Hospital Profits Come Before Patient Safety
So what do hospitals do? Protect their profits. They delay reporting the outbreaks or don’t report them at all.
Kimisha Causey is coordinator for the Nevada Department of Health and Human Services’ hospital-acquired-infections unit. She says that delay or non-reporting is common. “You’ll find that in every state,” she says. “Facilities do not want the state involved.”
In Ohio, at least 22 patients were infected and seven died last year when an outbreak of antibiotic-resistant Acinetobacter baumannii spread through a hospital and seven long-term care facilities.
The facilities failed to warn each other when transferring infected patients from one hospital to another. The public was never notified. Worse, even the infected patients were not told they had a drug-resistant disease.
An Ohio Department of Health spokeswoman said the outbreak wasn’t made public because “there are no national public health guidelines suggesting public notices in such instances.”4
The U.S. does not have a unified nationwide system for reporting and tracking outbreaks. This is true even though 15 years have passed since the U.S. government labeled the outbreaks a grave threat to public health.

▶ **BRIEF 1**: According to the passage on hospital outbreak reporting, how many patients died in the Ohio outbreak last year?
▶ **BRIEF 2**: Repeat the passage on hospital outbreak reporting word for word, from "An Ohio Department" up to and including "to public health.".
Rely only on the passage on hospital outbreak reporting.

▶ **DATA SUPPLIED**:
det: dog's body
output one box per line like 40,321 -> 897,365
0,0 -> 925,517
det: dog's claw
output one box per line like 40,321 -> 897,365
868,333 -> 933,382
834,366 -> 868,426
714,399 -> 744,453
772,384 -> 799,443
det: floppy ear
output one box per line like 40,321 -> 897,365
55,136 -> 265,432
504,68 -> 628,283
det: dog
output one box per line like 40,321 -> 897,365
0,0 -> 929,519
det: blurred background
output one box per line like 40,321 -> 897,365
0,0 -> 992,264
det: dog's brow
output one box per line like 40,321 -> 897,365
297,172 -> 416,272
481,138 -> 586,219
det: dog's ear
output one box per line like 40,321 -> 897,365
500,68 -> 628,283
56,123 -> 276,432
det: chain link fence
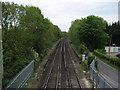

▶ **EXPECTED OUTPUT 1**: Seven patients died.

▶ **EXPECTED OUTPUT 2**:
An Ohio Department of Health spokeswoman said the outbreak wasn’t made public because “there are no national public health guidelines suggesting public notices in such instances.”4
The U.S. does not have a unified nationwide system for reporting and tracking outbreaks. This is true even though 15 years have passed since the U.S. government labeled the outbreaks a grave threat to public health.